→ **YOUR ASSIGNMENT**
Repeat the lines of the listing below exactly, starting at the line that contains "# return one point per instance of the green grass, each" and running through the last line, both included, and only those.

→ **MATERIAL PROVIDED**
┏━━

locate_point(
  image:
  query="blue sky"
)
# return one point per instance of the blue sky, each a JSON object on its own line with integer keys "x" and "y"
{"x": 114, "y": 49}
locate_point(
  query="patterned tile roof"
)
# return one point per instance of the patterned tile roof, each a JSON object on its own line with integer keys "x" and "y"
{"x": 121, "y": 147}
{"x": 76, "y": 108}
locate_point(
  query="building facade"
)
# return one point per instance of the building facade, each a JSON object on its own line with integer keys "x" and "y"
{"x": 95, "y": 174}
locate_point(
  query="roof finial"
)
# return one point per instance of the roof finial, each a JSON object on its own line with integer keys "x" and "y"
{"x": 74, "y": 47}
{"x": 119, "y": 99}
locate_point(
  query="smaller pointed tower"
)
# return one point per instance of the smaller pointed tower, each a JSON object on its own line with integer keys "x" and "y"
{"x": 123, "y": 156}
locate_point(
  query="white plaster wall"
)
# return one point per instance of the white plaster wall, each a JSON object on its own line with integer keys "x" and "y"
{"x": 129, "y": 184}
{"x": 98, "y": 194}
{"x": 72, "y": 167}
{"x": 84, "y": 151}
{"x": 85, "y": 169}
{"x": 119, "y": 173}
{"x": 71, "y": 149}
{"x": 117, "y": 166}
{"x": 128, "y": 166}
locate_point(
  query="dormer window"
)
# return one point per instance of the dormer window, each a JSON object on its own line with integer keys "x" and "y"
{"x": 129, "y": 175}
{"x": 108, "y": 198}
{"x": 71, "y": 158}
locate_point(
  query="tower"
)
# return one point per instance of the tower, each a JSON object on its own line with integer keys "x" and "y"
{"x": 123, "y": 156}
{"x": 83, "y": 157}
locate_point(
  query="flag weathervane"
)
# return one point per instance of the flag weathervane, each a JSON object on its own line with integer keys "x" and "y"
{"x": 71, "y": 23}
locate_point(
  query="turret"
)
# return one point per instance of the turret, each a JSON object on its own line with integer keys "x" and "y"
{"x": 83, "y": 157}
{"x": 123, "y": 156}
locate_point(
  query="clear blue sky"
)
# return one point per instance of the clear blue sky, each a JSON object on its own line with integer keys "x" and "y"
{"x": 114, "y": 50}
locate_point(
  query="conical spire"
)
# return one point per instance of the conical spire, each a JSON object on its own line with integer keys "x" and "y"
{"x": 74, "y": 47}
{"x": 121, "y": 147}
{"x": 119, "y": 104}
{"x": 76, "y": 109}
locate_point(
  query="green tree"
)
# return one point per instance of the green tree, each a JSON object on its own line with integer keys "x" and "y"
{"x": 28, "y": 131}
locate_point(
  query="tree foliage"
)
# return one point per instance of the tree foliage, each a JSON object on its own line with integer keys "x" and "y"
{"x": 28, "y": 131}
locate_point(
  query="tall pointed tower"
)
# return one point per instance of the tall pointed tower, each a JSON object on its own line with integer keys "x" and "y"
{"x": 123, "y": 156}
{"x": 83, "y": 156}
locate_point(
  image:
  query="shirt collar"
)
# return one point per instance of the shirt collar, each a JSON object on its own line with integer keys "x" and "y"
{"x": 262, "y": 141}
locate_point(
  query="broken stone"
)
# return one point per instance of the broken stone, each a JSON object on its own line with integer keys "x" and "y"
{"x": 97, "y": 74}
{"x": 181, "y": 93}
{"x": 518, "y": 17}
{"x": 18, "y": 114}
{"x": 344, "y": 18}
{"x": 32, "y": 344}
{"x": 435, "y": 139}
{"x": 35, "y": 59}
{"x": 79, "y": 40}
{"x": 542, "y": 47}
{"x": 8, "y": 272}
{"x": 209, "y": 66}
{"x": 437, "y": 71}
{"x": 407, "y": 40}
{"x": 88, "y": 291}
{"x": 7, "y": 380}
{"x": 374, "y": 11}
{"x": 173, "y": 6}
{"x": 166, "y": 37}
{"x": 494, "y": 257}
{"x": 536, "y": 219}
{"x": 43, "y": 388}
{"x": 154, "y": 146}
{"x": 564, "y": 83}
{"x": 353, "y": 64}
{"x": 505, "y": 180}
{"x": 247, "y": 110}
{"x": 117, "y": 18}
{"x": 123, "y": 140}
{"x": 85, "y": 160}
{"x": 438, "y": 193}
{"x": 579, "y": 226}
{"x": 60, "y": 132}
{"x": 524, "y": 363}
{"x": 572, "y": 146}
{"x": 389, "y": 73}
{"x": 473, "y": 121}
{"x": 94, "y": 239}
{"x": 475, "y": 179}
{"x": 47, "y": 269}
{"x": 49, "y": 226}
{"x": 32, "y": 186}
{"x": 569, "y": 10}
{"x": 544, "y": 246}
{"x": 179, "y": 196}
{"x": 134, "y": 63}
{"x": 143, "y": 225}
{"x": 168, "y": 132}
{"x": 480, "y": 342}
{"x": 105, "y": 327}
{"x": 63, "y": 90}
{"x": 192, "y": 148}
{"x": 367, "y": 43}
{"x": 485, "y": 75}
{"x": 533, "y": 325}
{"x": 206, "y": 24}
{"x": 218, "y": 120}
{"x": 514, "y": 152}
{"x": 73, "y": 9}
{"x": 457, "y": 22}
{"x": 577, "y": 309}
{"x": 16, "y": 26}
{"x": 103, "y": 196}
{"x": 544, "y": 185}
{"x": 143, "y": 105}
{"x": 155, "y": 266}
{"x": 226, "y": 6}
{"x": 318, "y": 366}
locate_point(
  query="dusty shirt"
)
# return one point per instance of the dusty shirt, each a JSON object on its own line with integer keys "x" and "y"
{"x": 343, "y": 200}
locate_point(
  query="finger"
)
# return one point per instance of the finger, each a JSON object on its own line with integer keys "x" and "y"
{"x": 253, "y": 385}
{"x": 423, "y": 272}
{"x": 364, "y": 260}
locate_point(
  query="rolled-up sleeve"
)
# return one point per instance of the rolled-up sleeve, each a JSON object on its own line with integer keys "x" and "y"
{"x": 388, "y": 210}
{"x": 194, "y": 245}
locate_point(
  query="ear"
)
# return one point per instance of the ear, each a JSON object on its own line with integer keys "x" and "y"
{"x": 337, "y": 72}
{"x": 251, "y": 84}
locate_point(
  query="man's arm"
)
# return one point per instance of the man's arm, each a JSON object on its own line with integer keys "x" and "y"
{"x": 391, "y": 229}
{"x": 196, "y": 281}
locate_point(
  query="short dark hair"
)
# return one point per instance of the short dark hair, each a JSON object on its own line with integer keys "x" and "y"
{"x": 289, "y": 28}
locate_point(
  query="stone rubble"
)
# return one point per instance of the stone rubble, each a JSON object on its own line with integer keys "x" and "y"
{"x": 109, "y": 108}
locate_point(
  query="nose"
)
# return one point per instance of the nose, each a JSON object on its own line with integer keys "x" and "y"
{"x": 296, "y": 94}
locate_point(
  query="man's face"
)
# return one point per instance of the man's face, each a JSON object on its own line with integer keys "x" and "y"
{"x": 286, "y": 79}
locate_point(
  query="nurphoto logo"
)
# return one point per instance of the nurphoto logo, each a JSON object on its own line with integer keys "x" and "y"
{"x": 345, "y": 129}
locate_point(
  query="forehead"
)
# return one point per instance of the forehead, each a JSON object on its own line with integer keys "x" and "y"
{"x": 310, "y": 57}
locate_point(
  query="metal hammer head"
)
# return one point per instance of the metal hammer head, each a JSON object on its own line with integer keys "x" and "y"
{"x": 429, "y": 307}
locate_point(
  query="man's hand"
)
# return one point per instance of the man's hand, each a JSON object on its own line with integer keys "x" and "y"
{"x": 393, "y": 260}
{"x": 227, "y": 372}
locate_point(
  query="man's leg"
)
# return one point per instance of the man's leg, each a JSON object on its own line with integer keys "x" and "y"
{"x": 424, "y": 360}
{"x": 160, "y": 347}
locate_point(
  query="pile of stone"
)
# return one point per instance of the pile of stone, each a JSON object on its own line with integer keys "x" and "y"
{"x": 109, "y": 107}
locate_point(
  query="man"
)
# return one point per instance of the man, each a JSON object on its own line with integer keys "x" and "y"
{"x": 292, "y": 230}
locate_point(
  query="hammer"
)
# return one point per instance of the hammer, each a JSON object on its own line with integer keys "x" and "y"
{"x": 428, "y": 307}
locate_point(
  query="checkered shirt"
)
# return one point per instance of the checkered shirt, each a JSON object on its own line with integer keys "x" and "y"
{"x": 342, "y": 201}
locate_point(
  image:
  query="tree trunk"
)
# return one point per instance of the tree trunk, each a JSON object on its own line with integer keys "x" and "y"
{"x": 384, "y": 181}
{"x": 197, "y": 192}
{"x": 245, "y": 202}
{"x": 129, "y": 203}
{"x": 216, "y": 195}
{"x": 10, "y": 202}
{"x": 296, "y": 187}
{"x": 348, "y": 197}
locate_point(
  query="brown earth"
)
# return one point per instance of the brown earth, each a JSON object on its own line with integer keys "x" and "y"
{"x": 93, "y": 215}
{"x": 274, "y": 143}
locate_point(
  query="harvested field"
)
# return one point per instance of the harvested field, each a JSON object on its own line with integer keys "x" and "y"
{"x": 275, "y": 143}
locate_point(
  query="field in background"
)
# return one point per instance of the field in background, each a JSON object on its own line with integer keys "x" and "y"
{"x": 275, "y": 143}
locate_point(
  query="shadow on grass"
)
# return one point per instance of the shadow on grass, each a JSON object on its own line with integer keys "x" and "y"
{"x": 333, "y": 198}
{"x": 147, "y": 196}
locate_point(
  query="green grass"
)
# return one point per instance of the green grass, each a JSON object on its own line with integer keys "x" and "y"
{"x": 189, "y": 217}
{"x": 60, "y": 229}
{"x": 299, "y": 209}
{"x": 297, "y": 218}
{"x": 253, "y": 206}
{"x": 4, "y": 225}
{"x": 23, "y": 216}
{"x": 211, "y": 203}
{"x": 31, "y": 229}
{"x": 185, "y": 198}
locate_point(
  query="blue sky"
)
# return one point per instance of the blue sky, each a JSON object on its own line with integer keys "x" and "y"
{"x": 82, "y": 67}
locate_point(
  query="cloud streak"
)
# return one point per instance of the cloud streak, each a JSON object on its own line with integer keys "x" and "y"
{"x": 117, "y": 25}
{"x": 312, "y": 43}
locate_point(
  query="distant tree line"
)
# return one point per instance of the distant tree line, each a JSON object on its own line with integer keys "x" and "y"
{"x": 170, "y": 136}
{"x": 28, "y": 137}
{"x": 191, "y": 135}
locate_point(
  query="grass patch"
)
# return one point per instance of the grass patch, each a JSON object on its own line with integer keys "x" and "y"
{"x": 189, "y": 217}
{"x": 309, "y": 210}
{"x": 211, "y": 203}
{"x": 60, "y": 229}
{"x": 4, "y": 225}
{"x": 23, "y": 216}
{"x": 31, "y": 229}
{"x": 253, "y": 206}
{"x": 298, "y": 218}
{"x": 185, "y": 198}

┗━━

→ **RESULT**
# return one point per instance of the green grass, each a JSON object on its own line with integer keys "x" and "y"
{"x": 189, "y": 217}
{"x": 60, "y": 229}
{"x": 299, "y": 209}
{"x": 297, "y": 218}
{"x": 253, "y": 206}
{"x": 4, "y": 225}
{"x": 23, "y": 216}
{"x": 211, "y": 203}
{"x": 31, "y": 229}
{"x": 185, "y": 198}
locate_point(
  query="blue sky"
)
# return one point per instance of the blue sky, each a JSON object on its own line with integer keys "x" and "y"
{"x": 82, "y": 67}
locate_point(
  query="cloud streak"
)
# return one point per instance of the cloud streak, each a JSON object on its own line with integer keys "x" and "y"
{"x": 117, "y": 25}
{"x": 312, "y": 43}
locate_point(
  query="distant tree line"
)
# return one point per instance of the distant tree line, each a JSON object on its own line with integer keys "x" and "y"
{"x": 170, "y": 136}
{"x": 28, "y": 137}
{"x": 191, "y": 135}
locate_point(
  query="grass patch"
)
# return one point per instance of the grass patch, each a JSON object on its own line with integer keys "x" and "y"
{"x": 189, "y": 217}
{"x": 309, "y": 210}
{"x": 211, "y": 203}
{"x": 60, "y": 229}
{"x": 4, "y": 225}
{"x": 23, "y": 216}
{"x": 31, "y": 229}
{"x": 253, "y": 206}
{"x": 298, "y": 218}
{"x": 185, "y": 198}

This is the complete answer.